==== Data for the task
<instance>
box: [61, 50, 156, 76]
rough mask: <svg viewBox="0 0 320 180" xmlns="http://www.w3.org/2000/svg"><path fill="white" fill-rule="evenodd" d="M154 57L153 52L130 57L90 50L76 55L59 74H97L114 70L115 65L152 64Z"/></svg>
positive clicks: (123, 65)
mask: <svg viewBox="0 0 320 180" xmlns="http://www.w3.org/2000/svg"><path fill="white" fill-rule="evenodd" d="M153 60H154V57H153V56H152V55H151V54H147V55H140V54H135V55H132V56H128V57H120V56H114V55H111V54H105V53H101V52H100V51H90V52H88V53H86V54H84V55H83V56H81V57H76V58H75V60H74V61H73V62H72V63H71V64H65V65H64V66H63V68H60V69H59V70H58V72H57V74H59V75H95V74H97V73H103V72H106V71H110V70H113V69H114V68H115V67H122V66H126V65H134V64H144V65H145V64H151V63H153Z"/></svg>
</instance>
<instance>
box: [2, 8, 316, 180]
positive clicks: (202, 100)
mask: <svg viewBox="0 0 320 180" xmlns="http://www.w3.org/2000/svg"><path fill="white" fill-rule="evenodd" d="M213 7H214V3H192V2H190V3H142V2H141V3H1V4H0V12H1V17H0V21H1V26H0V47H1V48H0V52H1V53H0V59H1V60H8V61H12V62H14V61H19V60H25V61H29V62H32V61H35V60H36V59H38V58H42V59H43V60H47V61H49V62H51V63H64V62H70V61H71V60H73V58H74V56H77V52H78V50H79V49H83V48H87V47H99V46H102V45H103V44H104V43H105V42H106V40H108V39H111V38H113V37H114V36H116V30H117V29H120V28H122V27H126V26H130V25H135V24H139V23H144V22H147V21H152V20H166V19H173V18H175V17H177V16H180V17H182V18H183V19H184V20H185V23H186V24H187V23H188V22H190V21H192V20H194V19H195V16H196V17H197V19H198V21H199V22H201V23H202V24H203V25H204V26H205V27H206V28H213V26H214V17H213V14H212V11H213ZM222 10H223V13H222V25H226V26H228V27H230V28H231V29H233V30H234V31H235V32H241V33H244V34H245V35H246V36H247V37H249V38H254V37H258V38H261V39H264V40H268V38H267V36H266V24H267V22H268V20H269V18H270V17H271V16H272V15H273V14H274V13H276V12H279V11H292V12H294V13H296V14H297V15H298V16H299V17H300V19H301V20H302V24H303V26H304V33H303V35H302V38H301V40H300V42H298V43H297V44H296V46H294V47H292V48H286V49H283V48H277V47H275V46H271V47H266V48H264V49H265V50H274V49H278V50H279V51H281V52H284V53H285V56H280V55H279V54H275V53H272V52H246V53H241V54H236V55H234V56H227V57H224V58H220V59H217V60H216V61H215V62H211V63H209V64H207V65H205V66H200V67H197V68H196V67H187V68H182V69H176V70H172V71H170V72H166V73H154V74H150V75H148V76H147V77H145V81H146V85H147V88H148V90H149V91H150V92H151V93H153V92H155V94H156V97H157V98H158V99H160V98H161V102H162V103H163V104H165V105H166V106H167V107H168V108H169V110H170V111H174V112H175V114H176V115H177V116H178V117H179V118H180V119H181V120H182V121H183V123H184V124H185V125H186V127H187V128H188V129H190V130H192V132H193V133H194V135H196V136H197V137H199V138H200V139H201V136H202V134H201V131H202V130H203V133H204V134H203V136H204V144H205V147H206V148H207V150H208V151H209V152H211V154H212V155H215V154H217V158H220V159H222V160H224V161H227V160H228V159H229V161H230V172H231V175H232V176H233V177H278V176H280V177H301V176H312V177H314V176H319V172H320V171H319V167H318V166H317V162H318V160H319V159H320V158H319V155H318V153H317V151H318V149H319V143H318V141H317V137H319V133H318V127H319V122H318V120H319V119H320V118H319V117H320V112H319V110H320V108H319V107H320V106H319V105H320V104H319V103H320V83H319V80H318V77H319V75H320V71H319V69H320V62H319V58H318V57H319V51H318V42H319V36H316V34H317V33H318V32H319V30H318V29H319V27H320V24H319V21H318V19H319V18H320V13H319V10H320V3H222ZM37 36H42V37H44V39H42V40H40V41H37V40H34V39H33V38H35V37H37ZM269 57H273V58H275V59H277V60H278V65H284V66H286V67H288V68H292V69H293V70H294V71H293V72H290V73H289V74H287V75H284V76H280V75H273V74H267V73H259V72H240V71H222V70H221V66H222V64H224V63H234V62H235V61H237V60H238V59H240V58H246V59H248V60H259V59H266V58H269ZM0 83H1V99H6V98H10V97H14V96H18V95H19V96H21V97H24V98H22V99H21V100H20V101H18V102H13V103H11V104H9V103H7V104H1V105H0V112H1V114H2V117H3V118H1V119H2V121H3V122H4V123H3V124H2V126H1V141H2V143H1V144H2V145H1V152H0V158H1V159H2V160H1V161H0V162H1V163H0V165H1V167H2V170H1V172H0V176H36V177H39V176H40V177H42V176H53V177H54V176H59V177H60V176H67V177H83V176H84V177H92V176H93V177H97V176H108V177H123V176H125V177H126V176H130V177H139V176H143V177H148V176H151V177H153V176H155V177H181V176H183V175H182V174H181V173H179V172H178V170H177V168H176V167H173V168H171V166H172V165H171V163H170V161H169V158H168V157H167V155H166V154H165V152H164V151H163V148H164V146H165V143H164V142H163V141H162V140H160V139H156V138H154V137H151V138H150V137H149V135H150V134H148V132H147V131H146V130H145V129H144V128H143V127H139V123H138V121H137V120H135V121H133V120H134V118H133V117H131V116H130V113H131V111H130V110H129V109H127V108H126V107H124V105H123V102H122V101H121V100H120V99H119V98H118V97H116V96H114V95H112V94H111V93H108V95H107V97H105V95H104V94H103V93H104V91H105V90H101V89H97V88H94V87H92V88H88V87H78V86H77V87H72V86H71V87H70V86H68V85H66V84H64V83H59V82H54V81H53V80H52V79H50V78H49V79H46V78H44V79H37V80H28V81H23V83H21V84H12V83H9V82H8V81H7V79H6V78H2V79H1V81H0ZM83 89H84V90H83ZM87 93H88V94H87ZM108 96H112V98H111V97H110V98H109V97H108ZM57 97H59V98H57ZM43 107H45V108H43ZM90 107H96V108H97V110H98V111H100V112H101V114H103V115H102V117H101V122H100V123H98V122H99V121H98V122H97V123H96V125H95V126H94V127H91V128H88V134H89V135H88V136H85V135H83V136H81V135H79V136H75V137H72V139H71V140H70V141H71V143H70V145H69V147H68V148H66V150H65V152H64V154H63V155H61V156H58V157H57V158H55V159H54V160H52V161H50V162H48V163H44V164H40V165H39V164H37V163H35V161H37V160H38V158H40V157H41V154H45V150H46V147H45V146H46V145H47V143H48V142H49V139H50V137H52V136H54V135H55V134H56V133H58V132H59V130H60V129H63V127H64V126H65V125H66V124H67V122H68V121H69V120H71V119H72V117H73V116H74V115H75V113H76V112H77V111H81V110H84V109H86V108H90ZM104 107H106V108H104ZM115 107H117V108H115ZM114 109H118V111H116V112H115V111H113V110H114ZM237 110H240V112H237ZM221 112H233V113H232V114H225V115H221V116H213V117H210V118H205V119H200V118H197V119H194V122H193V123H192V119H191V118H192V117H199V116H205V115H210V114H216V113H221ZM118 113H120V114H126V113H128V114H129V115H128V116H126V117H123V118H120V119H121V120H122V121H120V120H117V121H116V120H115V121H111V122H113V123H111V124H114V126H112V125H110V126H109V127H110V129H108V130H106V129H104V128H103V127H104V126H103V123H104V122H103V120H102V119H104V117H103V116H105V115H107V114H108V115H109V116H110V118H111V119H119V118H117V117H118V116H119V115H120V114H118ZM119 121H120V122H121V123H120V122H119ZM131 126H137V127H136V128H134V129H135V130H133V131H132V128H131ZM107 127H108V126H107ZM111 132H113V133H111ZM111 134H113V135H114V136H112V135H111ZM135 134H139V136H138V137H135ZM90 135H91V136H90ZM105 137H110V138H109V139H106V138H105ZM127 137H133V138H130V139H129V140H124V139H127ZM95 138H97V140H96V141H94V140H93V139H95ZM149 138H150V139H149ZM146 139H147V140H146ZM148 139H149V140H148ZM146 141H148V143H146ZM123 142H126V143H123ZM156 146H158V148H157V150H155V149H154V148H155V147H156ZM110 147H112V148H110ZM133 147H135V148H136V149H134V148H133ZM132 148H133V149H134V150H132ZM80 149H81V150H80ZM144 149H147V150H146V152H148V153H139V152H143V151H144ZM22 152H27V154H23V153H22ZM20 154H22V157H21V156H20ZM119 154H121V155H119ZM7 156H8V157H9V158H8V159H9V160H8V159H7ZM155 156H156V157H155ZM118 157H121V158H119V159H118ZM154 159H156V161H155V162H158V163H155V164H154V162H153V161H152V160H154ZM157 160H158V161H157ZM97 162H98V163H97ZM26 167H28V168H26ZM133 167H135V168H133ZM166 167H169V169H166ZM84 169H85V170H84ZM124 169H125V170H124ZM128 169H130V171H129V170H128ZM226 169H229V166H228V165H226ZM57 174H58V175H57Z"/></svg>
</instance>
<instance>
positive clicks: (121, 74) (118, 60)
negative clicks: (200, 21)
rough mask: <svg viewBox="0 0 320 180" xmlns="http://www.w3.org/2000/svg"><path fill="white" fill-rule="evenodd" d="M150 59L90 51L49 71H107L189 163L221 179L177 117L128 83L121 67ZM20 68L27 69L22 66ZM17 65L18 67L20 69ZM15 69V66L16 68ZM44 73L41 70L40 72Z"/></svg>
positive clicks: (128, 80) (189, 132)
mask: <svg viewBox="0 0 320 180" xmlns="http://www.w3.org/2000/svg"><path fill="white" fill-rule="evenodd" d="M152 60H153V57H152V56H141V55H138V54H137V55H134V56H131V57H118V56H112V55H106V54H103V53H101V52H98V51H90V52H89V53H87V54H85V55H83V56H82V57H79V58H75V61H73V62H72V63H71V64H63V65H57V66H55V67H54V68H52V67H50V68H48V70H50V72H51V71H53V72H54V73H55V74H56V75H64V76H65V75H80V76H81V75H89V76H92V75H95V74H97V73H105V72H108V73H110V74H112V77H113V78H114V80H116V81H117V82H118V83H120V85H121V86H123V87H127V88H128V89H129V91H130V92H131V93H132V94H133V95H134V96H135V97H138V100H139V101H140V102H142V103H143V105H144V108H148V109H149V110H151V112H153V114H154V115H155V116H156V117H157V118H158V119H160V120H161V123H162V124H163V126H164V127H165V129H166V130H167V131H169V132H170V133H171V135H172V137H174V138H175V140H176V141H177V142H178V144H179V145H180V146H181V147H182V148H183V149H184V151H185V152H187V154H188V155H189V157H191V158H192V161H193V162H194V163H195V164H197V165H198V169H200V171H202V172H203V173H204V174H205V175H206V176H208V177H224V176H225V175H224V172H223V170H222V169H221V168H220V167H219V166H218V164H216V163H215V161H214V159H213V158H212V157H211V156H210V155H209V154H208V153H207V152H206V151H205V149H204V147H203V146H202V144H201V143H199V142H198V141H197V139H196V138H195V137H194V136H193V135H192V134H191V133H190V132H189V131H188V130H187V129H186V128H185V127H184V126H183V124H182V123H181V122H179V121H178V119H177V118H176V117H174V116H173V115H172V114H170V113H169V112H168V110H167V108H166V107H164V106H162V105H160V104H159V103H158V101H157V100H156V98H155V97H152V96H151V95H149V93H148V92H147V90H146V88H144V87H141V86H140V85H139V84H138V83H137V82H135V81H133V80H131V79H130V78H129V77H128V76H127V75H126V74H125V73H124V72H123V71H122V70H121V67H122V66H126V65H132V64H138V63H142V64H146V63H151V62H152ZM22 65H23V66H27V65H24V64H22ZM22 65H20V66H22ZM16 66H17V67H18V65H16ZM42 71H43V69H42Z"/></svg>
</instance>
========
» About this task
Take the lines above from the one containing "negative clicks: (200, 21)" down to the one containing "59L90 51L49 71H107L189", and transcribe them exactly, both ends included.

» Response to the task
negative clicks: (200, 21)
rough mask: <svg viewBox="0 0 320 180" xmlns="http://www.w3.org/2000/svg"><path fill="white" fill-rule="evenodd" d="M150 59L90 51L49 71H107L189 163L221 179L177 117L128 83L121 67ZM20 68L27 69L22 66ZM17 65L18 67L20 69ZM15 69V66L16 68ZM44 73L41 70L40 72Z"/></svg>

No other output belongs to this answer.